GOAL:
Can you render the part of the records that opens with the line containing "Practice step: pick out every instance of the white sign" and runs through the end of the records, both ends included, as a JSON list of strings with one string per line and blank lines left out?
- - -
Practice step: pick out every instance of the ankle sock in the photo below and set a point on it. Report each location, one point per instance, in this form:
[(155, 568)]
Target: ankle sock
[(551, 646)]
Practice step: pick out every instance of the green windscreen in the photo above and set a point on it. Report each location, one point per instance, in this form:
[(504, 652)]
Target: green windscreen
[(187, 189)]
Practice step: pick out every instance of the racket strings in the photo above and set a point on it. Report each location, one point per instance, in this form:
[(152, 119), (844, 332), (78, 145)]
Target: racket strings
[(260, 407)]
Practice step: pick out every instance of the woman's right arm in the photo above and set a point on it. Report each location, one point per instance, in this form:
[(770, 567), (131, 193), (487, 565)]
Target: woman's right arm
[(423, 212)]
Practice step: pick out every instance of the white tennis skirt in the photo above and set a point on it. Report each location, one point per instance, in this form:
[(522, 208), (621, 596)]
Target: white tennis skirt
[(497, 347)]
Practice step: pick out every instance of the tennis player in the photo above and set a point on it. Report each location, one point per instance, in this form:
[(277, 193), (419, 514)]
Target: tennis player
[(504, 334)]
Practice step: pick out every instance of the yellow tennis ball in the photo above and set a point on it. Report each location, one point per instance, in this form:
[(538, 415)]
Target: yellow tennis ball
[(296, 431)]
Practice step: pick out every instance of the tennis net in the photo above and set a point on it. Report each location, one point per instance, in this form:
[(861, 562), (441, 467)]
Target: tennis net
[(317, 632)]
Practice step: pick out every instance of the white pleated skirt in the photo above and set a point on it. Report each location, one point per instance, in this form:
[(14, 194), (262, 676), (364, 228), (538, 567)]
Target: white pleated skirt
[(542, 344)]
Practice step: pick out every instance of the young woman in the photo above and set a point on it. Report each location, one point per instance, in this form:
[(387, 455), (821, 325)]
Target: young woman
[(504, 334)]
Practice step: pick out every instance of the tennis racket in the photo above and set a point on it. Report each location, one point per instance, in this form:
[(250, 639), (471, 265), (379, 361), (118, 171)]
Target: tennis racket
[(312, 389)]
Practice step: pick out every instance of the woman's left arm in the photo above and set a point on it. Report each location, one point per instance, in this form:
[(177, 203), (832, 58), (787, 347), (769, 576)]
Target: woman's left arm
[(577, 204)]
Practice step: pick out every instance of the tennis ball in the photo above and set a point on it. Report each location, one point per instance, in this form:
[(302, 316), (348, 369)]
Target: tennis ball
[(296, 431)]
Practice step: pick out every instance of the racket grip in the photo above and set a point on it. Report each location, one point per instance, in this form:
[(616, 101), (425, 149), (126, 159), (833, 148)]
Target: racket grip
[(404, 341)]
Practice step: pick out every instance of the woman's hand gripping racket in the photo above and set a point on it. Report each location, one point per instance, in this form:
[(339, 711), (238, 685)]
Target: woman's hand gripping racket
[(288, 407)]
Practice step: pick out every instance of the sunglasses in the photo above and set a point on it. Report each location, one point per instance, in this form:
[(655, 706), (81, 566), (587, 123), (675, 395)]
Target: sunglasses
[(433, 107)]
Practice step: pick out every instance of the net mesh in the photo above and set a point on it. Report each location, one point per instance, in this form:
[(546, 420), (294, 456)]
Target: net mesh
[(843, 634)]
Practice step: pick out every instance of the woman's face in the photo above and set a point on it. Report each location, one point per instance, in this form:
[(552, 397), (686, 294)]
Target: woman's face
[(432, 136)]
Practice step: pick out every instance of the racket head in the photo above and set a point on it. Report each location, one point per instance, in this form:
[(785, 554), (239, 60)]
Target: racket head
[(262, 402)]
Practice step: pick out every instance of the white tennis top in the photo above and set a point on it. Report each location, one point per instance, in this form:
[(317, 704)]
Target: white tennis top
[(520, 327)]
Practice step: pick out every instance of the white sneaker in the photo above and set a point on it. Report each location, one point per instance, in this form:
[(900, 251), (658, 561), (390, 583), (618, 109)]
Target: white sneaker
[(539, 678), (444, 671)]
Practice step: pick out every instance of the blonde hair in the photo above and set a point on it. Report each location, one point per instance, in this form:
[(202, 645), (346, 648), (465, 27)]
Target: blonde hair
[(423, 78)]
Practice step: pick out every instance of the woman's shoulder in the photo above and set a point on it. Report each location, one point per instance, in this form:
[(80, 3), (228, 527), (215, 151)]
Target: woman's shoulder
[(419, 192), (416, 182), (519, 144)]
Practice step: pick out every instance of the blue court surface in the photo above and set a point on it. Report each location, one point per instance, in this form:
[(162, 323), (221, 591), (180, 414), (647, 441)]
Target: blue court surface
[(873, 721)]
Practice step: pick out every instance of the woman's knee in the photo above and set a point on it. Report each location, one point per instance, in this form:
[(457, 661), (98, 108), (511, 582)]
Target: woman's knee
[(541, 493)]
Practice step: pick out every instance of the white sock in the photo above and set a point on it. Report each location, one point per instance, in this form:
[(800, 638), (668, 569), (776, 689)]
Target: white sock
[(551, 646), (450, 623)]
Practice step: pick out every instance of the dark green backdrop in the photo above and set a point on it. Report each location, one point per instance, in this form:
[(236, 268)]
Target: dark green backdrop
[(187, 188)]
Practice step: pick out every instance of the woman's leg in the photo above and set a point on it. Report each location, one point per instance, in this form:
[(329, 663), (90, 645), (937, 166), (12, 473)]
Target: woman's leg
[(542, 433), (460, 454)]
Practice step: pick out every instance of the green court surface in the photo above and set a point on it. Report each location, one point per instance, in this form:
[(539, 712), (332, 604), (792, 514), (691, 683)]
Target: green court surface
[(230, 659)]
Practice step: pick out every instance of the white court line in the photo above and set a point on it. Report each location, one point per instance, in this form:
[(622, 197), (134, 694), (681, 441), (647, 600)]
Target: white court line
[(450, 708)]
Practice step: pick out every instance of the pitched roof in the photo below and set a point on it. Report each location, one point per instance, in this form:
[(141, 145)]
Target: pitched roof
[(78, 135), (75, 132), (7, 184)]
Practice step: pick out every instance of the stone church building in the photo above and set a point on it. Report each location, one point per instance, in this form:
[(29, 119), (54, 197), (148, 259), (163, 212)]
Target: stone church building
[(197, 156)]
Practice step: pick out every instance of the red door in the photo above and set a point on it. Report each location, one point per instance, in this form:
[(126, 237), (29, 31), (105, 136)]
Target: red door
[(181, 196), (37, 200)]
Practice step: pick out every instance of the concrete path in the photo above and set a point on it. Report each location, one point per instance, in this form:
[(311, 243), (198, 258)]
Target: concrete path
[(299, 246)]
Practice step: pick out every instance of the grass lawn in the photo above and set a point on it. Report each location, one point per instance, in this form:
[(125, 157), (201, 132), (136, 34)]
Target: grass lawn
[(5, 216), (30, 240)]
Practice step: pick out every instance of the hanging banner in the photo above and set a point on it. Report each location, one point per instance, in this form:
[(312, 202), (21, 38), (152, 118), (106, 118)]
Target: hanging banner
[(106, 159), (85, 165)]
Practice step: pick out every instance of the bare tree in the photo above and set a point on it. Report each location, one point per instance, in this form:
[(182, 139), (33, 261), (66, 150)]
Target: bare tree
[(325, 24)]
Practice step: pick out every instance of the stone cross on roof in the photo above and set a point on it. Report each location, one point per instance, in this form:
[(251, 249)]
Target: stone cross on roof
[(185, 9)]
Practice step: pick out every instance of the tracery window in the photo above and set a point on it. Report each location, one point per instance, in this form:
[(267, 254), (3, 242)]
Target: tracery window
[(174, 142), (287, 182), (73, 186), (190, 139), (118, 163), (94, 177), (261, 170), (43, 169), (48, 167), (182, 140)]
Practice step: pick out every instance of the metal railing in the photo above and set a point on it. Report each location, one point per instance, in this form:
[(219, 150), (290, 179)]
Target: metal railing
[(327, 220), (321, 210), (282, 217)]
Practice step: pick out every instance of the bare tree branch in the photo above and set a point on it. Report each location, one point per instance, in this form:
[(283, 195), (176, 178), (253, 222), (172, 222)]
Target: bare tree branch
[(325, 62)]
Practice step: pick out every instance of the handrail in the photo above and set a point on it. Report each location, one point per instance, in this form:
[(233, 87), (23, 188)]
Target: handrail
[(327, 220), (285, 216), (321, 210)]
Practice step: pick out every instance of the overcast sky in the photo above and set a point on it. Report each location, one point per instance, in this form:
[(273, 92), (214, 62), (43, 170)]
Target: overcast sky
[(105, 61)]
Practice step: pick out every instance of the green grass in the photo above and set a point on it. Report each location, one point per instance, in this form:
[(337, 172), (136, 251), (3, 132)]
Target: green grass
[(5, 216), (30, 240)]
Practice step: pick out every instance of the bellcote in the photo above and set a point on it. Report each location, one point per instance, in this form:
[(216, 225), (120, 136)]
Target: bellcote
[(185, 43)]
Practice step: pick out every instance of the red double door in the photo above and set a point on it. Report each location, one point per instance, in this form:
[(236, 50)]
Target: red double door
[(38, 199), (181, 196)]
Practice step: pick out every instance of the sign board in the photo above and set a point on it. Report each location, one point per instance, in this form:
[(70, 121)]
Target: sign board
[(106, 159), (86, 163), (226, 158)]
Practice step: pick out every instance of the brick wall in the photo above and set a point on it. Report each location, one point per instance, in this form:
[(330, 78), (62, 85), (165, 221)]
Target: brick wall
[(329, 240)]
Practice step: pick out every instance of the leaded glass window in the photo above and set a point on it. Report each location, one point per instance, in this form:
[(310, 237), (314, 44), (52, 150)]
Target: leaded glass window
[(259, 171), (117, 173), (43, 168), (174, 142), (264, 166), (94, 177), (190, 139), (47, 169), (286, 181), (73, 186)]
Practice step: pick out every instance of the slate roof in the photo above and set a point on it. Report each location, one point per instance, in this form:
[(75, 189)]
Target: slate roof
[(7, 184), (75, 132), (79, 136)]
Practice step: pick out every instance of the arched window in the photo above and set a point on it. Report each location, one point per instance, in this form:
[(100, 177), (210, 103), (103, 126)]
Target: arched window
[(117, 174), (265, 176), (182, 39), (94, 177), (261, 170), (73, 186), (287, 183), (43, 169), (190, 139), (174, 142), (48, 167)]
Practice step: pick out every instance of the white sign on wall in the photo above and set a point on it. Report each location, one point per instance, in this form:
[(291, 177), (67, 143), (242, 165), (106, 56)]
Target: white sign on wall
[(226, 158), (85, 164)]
- - -
RESULT OF THE TASK:
[
  "Practice step: pick out every instance of the white sign on wall in the photo above and set a point on it. Report each location, one point per instance, in this form:",
  "[(291, 177), (67, 143), (242, 165), (106, 56)]",
  "Target: white sign on wall",
  "[(226, 158), (85, 164)]"
]